Pointing records

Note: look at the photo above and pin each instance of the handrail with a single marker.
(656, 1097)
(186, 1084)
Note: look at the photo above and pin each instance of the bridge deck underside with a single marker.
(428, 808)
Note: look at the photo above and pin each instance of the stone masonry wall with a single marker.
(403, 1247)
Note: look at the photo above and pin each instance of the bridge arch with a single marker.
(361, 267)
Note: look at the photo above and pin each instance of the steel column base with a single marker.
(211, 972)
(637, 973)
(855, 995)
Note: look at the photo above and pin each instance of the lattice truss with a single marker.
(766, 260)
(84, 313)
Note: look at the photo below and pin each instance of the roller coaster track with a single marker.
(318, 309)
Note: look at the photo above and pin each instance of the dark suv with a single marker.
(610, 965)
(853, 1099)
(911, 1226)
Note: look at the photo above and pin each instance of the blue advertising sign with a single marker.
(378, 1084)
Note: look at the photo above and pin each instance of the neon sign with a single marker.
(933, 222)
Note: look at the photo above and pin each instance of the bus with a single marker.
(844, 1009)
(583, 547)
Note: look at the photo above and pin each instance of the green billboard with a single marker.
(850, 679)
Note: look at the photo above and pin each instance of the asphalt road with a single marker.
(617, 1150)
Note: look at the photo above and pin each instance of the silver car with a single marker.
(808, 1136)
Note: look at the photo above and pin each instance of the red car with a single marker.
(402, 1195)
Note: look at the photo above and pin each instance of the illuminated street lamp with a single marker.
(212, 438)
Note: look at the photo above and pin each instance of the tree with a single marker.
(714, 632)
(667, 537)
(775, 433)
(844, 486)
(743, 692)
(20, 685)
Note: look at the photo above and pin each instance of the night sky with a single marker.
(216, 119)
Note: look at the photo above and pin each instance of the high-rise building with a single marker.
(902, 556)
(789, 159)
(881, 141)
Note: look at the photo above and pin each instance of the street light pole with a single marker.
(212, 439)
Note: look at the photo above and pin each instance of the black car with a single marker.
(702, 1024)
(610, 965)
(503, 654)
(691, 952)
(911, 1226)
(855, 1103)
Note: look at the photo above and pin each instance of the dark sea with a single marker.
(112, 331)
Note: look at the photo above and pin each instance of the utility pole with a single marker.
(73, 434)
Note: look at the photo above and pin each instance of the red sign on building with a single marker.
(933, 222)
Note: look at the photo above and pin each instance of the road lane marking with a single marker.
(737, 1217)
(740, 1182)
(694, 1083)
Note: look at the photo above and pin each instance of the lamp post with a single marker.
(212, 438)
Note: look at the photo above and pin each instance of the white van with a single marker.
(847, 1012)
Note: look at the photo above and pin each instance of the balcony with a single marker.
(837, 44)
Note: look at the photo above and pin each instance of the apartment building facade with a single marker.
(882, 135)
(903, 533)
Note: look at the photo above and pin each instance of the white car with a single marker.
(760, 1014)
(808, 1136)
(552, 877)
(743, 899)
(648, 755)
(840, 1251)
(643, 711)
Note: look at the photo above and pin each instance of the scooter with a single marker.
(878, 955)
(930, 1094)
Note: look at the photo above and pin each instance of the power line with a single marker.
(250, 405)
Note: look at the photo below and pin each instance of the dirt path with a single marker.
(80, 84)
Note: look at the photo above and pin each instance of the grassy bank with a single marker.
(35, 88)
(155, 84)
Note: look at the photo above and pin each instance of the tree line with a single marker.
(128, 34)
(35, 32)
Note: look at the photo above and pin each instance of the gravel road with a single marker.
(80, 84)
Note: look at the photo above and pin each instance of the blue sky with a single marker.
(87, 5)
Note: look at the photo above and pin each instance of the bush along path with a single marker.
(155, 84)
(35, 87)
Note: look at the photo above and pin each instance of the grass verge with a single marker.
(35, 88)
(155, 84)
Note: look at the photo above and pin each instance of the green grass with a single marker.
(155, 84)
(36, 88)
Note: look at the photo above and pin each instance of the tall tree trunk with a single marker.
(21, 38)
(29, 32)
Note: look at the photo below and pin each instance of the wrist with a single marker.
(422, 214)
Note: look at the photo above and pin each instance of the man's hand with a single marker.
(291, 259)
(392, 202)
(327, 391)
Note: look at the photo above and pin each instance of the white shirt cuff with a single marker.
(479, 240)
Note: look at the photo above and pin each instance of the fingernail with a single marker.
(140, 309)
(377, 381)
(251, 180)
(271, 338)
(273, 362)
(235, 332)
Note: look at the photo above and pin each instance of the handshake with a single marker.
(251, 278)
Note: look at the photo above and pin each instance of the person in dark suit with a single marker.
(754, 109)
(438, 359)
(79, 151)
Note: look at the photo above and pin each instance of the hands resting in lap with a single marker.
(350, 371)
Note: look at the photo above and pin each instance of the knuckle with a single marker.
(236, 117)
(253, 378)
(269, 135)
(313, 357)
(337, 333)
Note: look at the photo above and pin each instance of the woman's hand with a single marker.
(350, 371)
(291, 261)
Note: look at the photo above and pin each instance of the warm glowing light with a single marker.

## Work to be completed
Exactly as shown, repeat every record.

## In response
Note: look at the photo above and pin each instance of the handrail with a single marker.
(656, 1097)
(186, 1084)
Note: look at the photo above and pin each instance of the bridge deck underside with a single marker.
(428, 808)
Note: look at the photo above and pin each instance of the stone masonry wall with a single marker.
(403, 1247)
Note: look at the photo above and pin each instance of the bridge arch with a single marker.
(361, 267)
Note: look at the photo above and pin each instance of the steel column base with a single marker.
(211, 972)
(637, 973)
(855, 995)
Note: look at the photo above and pin each instance of the lattice truss with a single marker.
(766, 260)
(84, 313)
Note: look at the photo below and pin each instance of the roller coaster track with a single marker.
(318, 309)
Note: look at the photo above and pin each instance of the dark suv with a single marker.
(610, 965)
(853, 1099)
(911, 1226)
Note: look at the photo above and pin each instance of the blue advertising sign with a single marker.
(378, 1084)
Note: look at the photo above and pin each instance of the neon sign with a single marker.
(933, 222)
Note: look at the photo above and pin each instance of the bus with a single marker.
(844, 1009)
(583, 547)
Note: look at the photo above and pin each instance of the green billboard with a single marker.
(850, 679)
Note: look at the photo above and pin each instance of the asphalt road with a single marker.
(617, 1150)
Note: look at the photo above and pin each instance of the silver car with a single marker.
(808, 1136)
Note: look at the photo above and pin each instance of the red car with a single marker.
(402, 1195)
Note: look at the photo above and pin each instance of the illuminated street lamp with a single marker.
(212, 438)
Note: look at the photo above and pin each instance of the tree with a single marker.
(714, 632)
(667, 537)
(775, 433)
(844, 486)
(743, 692)
(20, 685)
Note: look at the photo above and pin each instance of the night sky with a single marker.
(216, 119)
Note: look at the photo above and pin each instance of the high-rise building with a single marker.
(902, 556)
(789, 159)
(881, 141)
Note: look at the photo above and pin each instance of the street light pole with a single marker.
(212, 439)
Note: look at the photo above and pin each instance of the black car with a single marker.
(702, 1024)
(610, 965)
(503, 654)
(691, 952)
(911, 1226)
(855, 1103)
Note: look at the photo above and pin each instance of the dark sea with a single marker.
(112, 331)
Note: look at the photo above and pin each instance of the utility pole with a single marker.
(73, 434)
Note: look at the photo above and pin each instance of the red sign on building with a single marker.
(933, 222)
Note: look at the photo above and pin each instance of the road lane marking with a single marker.
(737, 1217)
(740, 1182)
(694, 1083)
Note: look at the photo above and pin each instance of the lamp post with a single marker.
(212, 438)
Note: look at the photo above and pin each instance of the white van with a single marker.
(847, 1012)
Note: look at the photo above and pin each instance of the balcony with a single marker.
(837, 44)
Note: look at the photo above and pin each instance of the apartment building facade with a single marker.
(882, 135)
(903, 533)
Note: look at the photo above and pin each instance of the white car with a single marker.
(760, 1014)
(808, 1136)
(552, 877)
(743, 899)
(648, 755)
(840, 1251)
(643, 711)
Note: look at the photo above and pin each instance of the scooter with a single marker.
(878, 955)
(930, 1094)
Note: look at the photo above and pin each instance of the power line with a single marker.
(250, 405)
Note: look at the photo below and pin each instance of the dirt path with a single marker.
(80, 84)
Note: look at the photo above and pin each instance of the grassy bank with a single marker.
(35, 88)
(155, 84)
Note: look at the photo above and pin each instance of the tree line with a single marker.
(128, 34)
(35, 32)
Note: look at the photo above and pin each instance of the gravel road with a single marker.
(80, 84)
Note: look at the photo above and pin each instance of the blue sky with a single marker.
(87, 5)
Note: look at the photo above and pin each instance of the bush along path with a single marker.
(155, 84)
(35, 87)
Note: look at the photo above and pin each instance of the grass verge with a single marker.
(35, 88)
(155, 84)
Note: look at the photo above and pin each instance of the green grass with a single marker.
(155, 84)
(36, 88)
Note: look at the photo above and pin each instance of the tall tree trunk with a single marker.
(21, 38)
(29, 32)
Note: look at the photo below and pin each instance of the wrist with a single marker.
(422, 214)
Note: look at the photo above and pin each instance of the man's hand with a single marker.
(291, 259)
(392, 202)
(327, 391)
Note: look at the photo above and pin each instance of the white shirt cuff with a single marker.
(479, 240)
Note: look at the photo above and pin each instance of the fingernail with a single marker.
(140, 309)
(377, 381)
(251, 180)
(271, 338)
(273, 362)
(235, 332)
Note: look at the photo above and pin each instance of the handshake with a single marker.
(251, 278)
Note: look at the photo above and pin each instance of the person in dark suit with a single marker.
(754, 109)
(438, 359)
(79, 151)
Note: look at the photo above and pin each instance of the hands resting in lap with a single marker.
(350, 371)
Note: look at the photo above and pin each instance of the knuckle with a single marker.
(236, 117)
(253, 378)
(269, 135)
(313, 357)
(337, 333)
Note: look at the photo above and pin each instance of the woman's hand with a single marker.
(350, 371)
(291, 261)
Note: look at the photo above and pin each instance of the warm glowing light with a single marker.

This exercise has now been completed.